Brief: Pull out each line of the records that contains the string "yellow".

Extracted data:
* BEGIN *

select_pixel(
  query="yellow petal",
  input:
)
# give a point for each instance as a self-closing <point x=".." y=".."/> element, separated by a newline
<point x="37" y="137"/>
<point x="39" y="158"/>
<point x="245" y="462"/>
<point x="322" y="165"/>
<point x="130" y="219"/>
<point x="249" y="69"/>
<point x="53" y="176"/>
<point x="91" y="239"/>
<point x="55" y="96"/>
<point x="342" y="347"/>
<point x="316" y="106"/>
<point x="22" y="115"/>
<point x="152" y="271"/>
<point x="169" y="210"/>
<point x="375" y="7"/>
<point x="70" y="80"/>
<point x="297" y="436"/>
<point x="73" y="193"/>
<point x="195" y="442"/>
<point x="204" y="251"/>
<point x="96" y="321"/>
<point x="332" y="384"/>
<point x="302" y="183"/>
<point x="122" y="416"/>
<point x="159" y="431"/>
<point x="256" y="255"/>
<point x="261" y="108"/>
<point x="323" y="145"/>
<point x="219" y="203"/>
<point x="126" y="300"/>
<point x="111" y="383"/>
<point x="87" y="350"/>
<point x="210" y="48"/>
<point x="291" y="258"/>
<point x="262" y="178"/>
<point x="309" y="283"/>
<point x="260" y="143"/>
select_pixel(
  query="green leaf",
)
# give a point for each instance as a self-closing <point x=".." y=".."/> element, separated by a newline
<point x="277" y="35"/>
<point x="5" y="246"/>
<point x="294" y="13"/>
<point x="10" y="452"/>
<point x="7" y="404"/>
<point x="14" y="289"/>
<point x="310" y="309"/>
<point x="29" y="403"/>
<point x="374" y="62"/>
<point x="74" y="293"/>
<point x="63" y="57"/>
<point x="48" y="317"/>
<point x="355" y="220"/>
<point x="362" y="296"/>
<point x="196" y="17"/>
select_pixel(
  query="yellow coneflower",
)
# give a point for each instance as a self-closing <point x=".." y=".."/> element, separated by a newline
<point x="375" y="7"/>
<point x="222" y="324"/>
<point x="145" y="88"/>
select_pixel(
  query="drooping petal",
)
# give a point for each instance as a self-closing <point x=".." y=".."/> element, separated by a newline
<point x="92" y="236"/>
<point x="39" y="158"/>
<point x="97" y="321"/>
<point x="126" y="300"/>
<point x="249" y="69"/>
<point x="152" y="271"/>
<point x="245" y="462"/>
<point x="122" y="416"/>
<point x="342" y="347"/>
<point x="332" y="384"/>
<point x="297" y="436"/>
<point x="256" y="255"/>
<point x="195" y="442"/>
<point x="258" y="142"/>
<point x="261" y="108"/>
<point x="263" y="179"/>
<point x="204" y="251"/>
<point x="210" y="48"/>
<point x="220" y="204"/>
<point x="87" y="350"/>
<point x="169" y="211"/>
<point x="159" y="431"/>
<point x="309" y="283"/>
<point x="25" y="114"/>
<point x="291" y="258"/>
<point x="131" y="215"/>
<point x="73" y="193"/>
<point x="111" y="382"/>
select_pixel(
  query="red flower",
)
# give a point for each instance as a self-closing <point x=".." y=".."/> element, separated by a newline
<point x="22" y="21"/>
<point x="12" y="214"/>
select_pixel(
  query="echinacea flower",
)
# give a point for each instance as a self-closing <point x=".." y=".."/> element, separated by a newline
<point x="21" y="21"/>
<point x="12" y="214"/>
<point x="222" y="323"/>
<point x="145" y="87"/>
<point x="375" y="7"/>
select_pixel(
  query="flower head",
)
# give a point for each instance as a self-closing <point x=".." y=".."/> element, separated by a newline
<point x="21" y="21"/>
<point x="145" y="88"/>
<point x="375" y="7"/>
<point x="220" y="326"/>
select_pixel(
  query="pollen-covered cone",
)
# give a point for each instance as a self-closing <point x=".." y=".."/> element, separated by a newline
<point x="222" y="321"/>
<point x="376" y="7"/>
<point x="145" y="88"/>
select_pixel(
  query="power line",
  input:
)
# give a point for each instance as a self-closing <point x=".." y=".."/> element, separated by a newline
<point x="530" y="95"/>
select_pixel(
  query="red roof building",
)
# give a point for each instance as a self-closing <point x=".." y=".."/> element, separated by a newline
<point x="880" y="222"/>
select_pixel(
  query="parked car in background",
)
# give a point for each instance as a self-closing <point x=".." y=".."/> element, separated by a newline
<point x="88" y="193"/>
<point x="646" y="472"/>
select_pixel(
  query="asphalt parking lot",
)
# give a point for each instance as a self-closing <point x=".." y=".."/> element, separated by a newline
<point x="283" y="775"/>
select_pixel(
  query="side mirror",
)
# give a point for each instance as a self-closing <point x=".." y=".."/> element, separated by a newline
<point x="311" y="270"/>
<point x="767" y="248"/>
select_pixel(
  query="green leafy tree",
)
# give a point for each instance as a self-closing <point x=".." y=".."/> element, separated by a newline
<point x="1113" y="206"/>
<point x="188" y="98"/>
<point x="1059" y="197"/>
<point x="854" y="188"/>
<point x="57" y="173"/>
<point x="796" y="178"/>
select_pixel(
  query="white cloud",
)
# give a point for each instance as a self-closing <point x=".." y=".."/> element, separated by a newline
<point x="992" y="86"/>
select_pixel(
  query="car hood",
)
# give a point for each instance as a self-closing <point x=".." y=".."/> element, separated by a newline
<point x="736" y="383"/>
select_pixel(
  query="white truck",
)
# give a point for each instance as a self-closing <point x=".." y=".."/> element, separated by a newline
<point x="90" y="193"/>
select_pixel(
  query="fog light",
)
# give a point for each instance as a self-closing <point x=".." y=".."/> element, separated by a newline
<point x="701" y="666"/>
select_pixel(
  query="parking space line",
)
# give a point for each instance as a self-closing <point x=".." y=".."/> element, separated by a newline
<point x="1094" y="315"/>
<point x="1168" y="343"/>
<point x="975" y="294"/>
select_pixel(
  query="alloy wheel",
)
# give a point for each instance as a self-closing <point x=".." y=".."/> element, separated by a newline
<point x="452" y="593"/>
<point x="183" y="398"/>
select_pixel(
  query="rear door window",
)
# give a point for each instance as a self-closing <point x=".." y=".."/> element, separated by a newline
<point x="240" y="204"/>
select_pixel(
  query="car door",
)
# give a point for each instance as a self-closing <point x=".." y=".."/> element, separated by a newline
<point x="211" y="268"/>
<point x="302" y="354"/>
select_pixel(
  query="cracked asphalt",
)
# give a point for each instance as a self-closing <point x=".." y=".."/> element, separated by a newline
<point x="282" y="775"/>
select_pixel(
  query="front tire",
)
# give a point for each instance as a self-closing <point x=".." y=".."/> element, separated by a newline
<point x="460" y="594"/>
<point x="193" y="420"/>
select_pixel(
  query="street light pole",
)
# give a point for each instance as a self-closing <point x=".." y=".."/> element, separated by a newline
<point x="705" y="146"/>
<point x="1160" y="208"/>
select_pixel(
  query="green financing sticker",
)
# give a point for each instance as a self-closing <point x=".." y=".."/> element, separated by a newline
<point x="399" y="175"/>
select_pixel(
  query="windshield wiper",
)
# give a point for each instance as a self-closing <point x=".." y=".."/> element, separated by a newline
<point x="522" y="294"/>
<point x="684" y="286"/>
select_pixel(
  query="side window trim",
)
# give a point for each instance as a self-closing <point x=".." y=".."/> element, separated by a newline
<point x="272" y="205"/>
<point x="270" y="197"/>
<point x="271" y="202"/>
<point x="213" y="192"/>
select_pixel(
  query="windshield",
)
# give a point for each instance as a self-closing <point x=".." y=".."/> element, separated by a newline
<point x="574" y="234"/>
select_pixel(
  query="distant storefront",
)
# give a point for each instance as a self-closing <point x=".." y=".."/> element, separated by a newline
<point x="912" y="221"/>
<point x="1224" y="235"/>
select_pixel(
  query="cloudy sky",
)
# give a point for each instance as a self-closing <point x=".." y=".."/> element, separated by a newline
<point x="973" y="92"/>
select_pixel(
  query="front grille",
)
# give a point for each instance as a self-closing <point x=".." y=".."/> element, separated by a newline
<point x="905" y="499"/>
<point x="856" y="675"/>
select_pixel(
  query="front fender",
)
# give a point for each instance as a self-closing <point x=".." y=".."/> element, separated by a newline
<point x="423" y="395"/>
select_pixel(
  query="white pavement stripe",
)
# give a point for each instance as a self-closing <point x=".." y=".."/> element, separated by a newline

* END *

Answer:
  query="yellow petal",
  query="yellow coneflower",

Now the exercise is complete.